● **TEXT BLOCK**:

# Will third-party DSl modem work w/frontiernet?



## Williampreza (Mar 17, 2006)

I've had frontiernet DSL for about a year now. My setup is a (ISP-provided) Speedstream 5200 DSL modem/router (it's a router, but it only has one port), connected to twisted-pair phone line (filters in place) on WAN side, then connected via ethernet cable to a Netgear wireless router/4-port switch. The problem I'm having is that I have two routers and the complex port-forwarding that requires. Sooo, I tried simplifying matters by purchasing a Netgear ADSL modem/4portswitch/wireless router/firewall/everything. I want to reduce my setup down to POPL-filter-Netgear-LAN, BUT just as I was about to hook everything up, I called Frontier to ask if I needed to update them on the new MAC address for the new modem. That's when the tech at Frontier told me it wouldn't work. According to him, they have Speedstream put some sort of proprietary programming put on their modems before they leave the factory, and modems without this programming won't work on their network. I'm ready to roll, but should I even try it? Is what he's saying a load of BS? Or am I out of luck?

Thanks,
Will


----------



## coulterp (Oct 20, 2003)

Frontiernet sounds States-side so obviously I couldn't answer with certainty, but it sure sounds like a load of bull.

But your tech support people may have been saying they use MAC address authenication and if so most Netgear routers (you don't mention the model) allow for MAC address cloning. So you could try cloning the MAC address of either the PC or the Speedstream 5200 modem/router into the Netgear and see if that gains you access.

● **TO DO**:
a: Turn the paragraph of the thread beginning "I've had frontiernet DSL" into a bulleted list that keeps its main facts.
b: Print the stretch of the thread from "Frontiernet sounds States-side" through "gains you access.", keeping every word as it appears.
You won't need the listing for anything here.

● **COLLECTED DATA**:
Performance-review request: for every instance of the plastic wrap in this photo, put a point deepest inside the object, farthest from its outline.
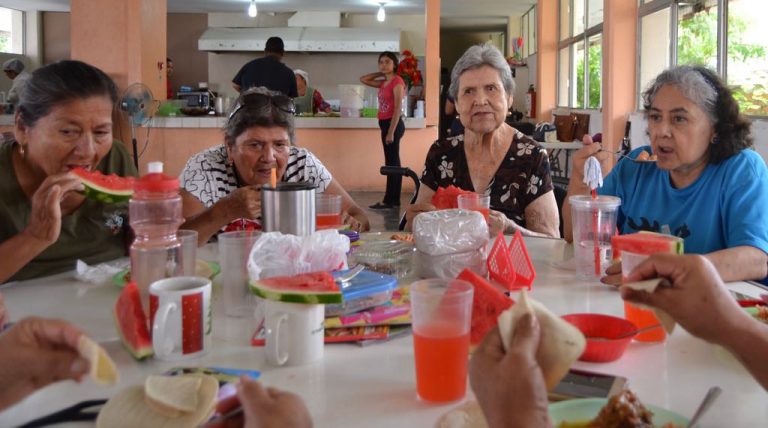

● **RESPONSES TO THE EXERCISE**:
a:
- The writer has had Frontiernet DSL for about a year.
- The current setup is an ISP-provided Speedstream 5200 DSL modem/router with only one port. It connects to the filtered twisted-pair phone line on the WAN side and by ethernet cable to a Netgear wireless router/4-port switch.
- Having two routers means dealing with complex port forwarding.
- To simplify, the writer bought a Netgear ADSL modem/4-port switch/wireless router/firewall, aiming for a POPL-filter-Netgear-LAN setup.
- Before hooking it up, the writer called Frontier to ask about updating them on the new modem's MAC address.
- The Frontier tech said it wouldn't work. According to the tech, Frontier has Speedstream put proprietary programming on its modems at the factory, and modems without it won't work on their network.
- The writer asks whether to try anyway, whether the tech's claim is BS, or whether they are out of luck.

b:
Frontiernet sounds States-side so obviously I couldn't answer with certainty, but it sure sounds like a load of bull.

But your tech support people may have been saying they use MAC address authenication and if so most Netgear routers (you don't mention the model) allow for MAC address cloning. So you could try cloning the MAC address of either the PC or the Speedstream 5200 modem/router into the Netgear and see if that gains you access.